What is required - Set down each record below precisely, skipping the pictures.

Stored data -
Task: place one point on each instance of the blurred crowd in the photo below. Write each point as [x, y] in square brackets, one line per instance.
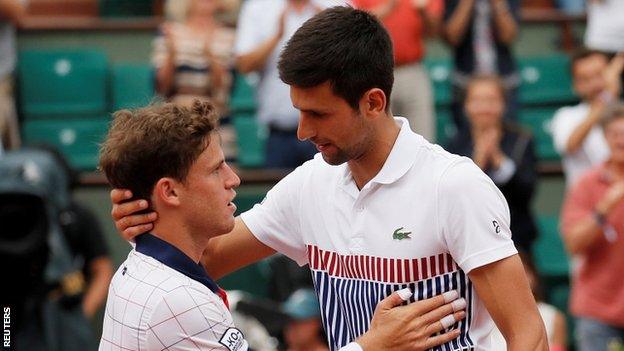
[198, 54]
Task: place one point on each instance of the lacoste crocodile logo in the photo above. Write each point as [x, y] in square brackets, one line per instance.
[399, 235]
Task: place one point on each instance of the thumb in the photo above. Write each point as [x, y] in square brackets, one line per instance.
[395, 299]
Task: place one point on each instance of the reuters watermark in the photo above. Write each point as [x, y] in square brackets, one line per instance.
[6, 328]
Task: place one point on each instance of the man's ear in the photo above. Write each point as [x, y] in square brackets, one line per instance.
[373, 103]
[167, 191]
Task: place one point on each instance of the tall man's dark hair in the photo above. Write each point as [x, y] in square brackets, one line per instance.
[349, 48]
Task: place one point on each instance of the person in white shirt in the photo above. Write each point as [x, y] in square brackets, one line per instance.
[605, 28]
[161, 297]
[577, 134]
[264, 27]
[379, 208]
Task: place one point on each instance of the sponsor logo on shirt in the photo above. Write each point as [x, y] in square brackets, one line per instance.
[496, 227]
[399, 235]
[232, 339]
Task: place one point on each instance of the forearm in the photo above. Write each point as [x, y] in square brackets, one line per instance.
[532, 339]
[455, 28]
[235, 250]
[576, 139]
[256, 59]
[97, 289]
[432, 23]
[506, 27]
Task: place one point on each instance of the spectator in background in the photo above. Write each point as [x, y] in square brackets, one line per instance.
[592, 225]
[481, 33]
[576, 129]
[554, 320]
[264, 27]
[605, 28]
[194, 59]
[502, 150]
[409, 22]
[11, 11]
[304, 332]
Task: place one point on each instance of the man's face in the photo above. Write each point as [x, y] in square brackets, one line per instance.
[588, 75]
[614, 134]
[207, 192]
[338, 131]
[484, 104]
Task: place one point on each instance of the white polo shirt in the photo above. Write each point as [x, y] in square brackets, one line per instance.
[159, 299]
[424, 221]
[592, 152]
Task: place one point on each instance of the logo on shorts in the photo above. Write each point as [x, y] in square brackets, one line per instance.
[232, 339]
[399, 235]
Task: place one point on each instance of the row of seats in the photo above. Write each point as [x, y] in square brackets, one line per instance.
[546, 86]
[67, 96]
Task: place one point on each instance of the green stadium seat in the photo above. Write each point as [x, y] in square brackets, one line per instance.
[538, 120]
[125, 8]
[546, 80]
[62, 83]
[242, 98]
[445, 127]
[77, 139]
[550, 256]
[251, 137]
[132, 85]
[440, 74]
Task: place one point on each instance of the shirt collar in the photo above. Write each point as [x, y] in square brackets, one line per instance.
[173, 257]
[400, 159]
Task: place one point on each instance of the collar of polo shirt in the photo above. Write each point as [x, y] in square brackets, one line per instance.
[400, 159]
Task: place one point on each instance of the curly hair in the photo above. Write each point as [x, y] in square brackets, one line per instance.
[160, 140]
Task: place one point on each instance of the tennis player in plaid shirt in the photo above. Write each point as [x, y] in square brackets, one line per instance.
[161, 297]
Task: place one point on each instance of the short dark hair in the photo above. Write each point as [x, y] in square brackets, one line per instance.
[347, 47]
[160, 140]
[582, 54]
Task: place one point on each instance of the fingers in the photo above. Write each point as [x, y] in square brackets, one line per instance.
[395, 299]
[124, 209]
[445, 322]
[442, 338]
[120, 195]
[132, 232]
[445, 310]
[422, 307]
[135, 220]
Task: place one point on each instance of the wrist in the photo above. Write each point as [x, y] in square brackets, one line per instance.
[600, 216]
[365, 342]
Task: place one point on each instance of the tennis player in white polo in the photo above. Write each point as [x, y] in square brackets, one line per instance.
[380, 208]
[161, 298]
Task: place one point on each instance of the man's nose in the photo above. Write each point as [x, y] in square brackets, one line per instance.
[305, 129]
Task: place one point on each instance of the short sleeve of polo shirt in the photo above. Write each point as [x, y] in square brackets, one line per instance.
[474, 217]
[186, 319]
[275, 221]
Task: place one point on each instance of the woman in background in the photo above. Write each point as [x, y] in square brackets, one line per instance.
[502, 150]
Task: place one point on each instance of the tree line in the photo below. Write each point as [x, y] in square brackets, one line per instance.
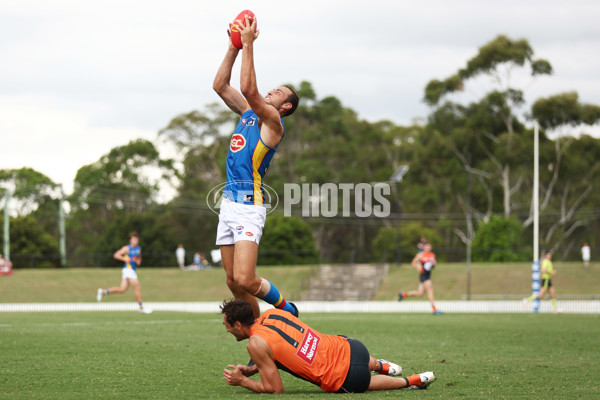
[470, 178]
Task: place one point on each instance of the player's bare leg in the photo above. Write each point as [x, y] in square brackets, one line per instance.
[119, 289]
[416, 293]
[227, 258]
[384, 367]
[383, 382]
[429, 288]
[137, 289]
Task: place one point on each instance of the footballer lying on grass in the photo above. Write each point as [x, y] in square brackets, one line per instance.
[278, 340]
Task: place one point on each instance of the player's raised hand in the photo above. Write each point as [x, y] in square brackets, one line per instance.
[248, 31]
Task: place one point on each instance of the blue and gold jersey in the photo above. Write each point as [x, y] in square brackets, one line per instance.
[133, 253]
[247, 162]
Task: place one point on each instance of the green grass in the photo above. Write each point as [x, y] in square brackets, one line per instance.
[158, 284]
[166, 355]
[450, 280]
[171, 284]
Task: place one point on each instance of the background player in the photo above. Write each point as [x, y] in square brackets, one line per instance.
[242, 215]
[424, 262]
[131, 255]
[278, 340]
[548, 272]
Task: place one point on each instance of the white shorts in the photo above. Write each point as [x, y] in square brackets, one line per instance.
[240, 222]
[127, 273]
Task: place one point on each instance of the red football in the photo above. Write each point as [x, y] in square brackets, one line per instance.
[236, 38]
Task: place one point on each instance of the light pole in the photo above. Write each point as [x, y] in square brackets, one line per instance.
[397, 177]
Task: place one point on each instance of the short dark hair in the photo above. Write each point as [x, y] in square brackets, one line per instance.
[238, 310]
[293, 99]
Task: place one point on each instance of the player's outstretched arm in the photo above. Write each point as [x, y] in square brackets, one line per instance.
[221, 84]
[121, 254]
[415, 262]
[270, 379]
[268, 114]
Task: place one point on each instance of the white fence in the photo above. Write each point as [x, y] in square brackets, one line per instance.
[474, 306]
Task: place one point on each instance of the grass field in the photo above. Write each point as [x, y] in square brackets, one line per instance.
[171, 284]
[170, 355]
[102, 355]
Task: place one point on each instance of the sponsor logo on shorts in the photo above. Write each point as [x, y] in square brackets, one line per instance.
[232, 192]
[238, 142]
[308, 349]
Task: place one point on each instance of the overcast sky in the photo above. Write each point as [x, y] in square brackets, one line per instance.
[79, 77]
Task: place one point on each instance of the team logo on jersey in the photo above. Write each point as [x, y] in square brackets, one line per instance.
[248, 122]
[238, 142]
[308, 348]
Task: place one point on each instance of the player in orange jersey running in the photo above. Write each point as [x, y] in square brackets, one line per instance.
[278, 340]
[424, 262]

Your response -
Task: place one point on each instance of the blurred crowd in the photo below. Write each point as [x, y] in square brackets, one line per instance.
[198, 54]
Task: place one point on each instance of the lacoste crocodile logo in the photo above. Write each point as [x, y] in square brackets, one line per instance.
[399, 235]
Task: place one point on each instance of the thumb in the photo above. Write each point as [x, y] in square brackets, one line per instance.
[395, 299]
Task: place one point on each instance of the reuters watermark in the photo above. Write each point as [x, y] in square brackets, one line per instance.
[6, 328]
Task: place one point on each instance of the man's ear in the photo above. Write each point as [x, y] in square brackets, one line per instance.
[373, 103]
[167, 191]
Task: place one point on each instance of the tall man's dark hair in the photo above. Write each point as [x, y] in square brackets, one line per instance.
[349, 48]
Task: place one point on each instance of the person in white shirt in the photo above. Write each point as [x, y] in square brackets, one line per instance.
[605, 28]
[161, 297]
[577, 134]
[264, 27]
[379, 208]
Task: place one point on each instance of the sponsor logo on shirt in the photo above. Write each point as [x, y] in square brackets, one line per instance.
[496, 227]
[399, 235]
[232, 339]
Task: place one point on each instance of the forearm in the photo above. Write each point as [x, y] in square brackets, one line per instance.
[532, 339]
[455, 28]
[235, 250]
[576, 139]
[256, 59]
[97, 289]
[432, 23]
[506, 27]
Task: place one point on each instance of the spectator in background in the photo above. Write each point as [x, y] in square brackets, one line per instance.
[592, 225]
[481, 33]
[576, 129]
[554, 320]
[264, 27]
[605, 28]
[194, 59]
[502, 150]
[409, 22]
[11, 11]
[304, 332]
Task: place one point on each instance of the man's face in the photo above. Write each point as [x, y] in square brackets, one line per instance.
[588, 75]
[614, 134]
[207, 192]
[338, 131]
[484, 104]
Task: place one point on each instance of the white polo shirt in the photo above. Write each point as [x, y] in square brackets, one line per instance.
[159, 299]
[424, 221]
[592, 152]
Task: place one point on each instance of the logo on shorts in the photo above. Write each point as [x, y] in square brackets, one line per instance.
[232, 339]
[399, 235]
Task: place one point on each instance of the row of seats in the photo above. Write each point as [x, y] in square brackets, one line per instance.
[546, 86]
[67, 96]
Task: place one point on each instance of the green stadium seat in the photo above. Write each point as [x, y] in square brackets, one line per instance.
[538, 120]
[125, 8]
[546, 80]
[62, 83]
[242, 98]
[445, 127]
[77, 139]
[550, 256]
[251, 137]
[132, 85]
[440, 74]
Task: place one point on each instance of the shirt collar in the photo above. Write each point as [x, y] in square brackets, one line per instance.
[173, 257]
[400, 159]
Task: place one point on each instance of the collar of polo shirt in the photo above. Write each point as [x, y] in square brackets, one line per instance.
[400, 159]
Task: place one point on each instance of the curly hair in the photo above. Write each point as [x, y] in square brackets, one line per instance.
[160, 140]
Task: place one point on each instance of the tennis player in plaid shirt in the photo above. Write each point as [x, y] in square brackets, one line per instance.
[161, 297]
Task: place one point on each instance of the short dark hair in the photo above. Write each point as [x, y] in square brackets, one line per instance.
[347, 47]
[160, 140]
[582, 54]
Task: place one point on each instance of the fingers in the photo above. Write each point as [x, y] in square brackets, one line per instance.
[395, 299]
[124, 209]
[445, 322]
[442, 338]
[120, 195]
[132, 232]
[445, 310]
[422, 307]
[135, 220]
Task: place one point on each instance of the wrist in the photo above. Write each point as [x, y] in square brackets, one line per instance.
[600, 216]
[365, 342]
Task: place one point on each instance of the tennis player in white polo in the photo above. Write each point as [x, y] in square brackets, one line per instance.
[380, 208]
[161, 298]
Task: place one point on each instance of the man's nose in the photo above. Write each point as [x, y] in square brackets, one line per instance.
[305, 129]
Task: place one point on each instance of the short sleeve of polo shirt in the photo above. Write each point as [x, y] in square brackets, one line per instance.
[474, 217]
[186, 319]
[275, 221]
Task: place one point on each instance of the woman in background in the photo above. Write each point as [x, y] in square brackets, one line per instance.
[502, 150]
Task: place one point on each instance of the tree line in the photo below. Write each point as [x, y] in square brackets, one line per instance.
[470, 178]
Task: place one point on each instance of the player's bare leg in the photo above. Write each point as [x, y] in square brackets, one line per instance.
[119, 289]
[416, 293]
[227, 258]
[384, 367]
[383, 382]
[429, 288]
[137, 289]
Task: place one point on each instance of the footballer lying on grass in the photo above. Write each point as [x, y] in square brackets, one line per instance.
[278, 340]
Task: place one point on each instance of the player's raised hand in the photo above. Write each point as [x, y] in square brackets, one line per instance.
[248, 31]
Task: place one point on each instance of the blue and gold jersey in the photo above. Write each point as [x, y] in square brackets, one line per instance.
[133, 253]
[247, 162]
Task: place one point on each instance of the green grass in the photo above. Write each point as [x, y] in square brackets, one line per instance.
[158, 284]
[166, 355]
[450, 280]
[171, 284]
Task: place one point on each instance of the background player in the photo above. Write each point as [x, y] in square brackets, one line per instance.
[242, 215]
[424, 262]
[131, 255]
[278, 340]
[548, 272]
Task: place one point on each instance of the white shorts in the photo above. Write each point as [x, y] in square brackets, one line per instance.
[240, 222]
[127, 273]
Task: place one point on each instance of the red football in the photo above. Write each point as [x, y] in square brackets, one line per instance.
[236, 38]
Task: place one point on each instance of the light pole in the photo above. Write each point as [x, y] in square brackets, one line per instance.
[397, 177]
Task: place one point on each instance of the short dark hair in the photo above. Write each point as [x, y] in square brackets, one line per instance.
[238, 310]
[293, 99]
Task: place one point on each instance of the player's outstretched arm in the photo above. Write each point as [x, y] in square brackets, one line per instance.
[221, 84]
[121, 254]
[415, 262]
[270, 379]
[268, 114]
Task: place one point on each instance of the white fence in the photo above. Write each point as [x, y] in square brackets, one line per instance.
[474, 306]
Task: place one point on each instance of the grass field in the photo above. Write each point as [x, y] in square brackets, one line per instance.
[171, 284]
[170, 355]
[102, 355]
Task: place one point on each instance of the sponsor logo on shorts in the photo above. Write each point as [x, y] in square brackets, one line per instance.
[232, 192]
[238, 142]
[308, 349]
Task: place one point on each instance of the overcast sky in the photo above. Write each point as [x, y] in square brackets, one line per instance.
[79, 77]
Task: place one point on each instance of the team logo on jersey in the photo above. Write each point as [x, y] in square brackets, one line per instance.
[248, 122]
[238, 142]
[308, 348]
Task: place one point on each instance of the player in orange jersey running in the photo above. Write each point as [x, y] in square brackets, one line per instance.
[278, 340]
[424, 262]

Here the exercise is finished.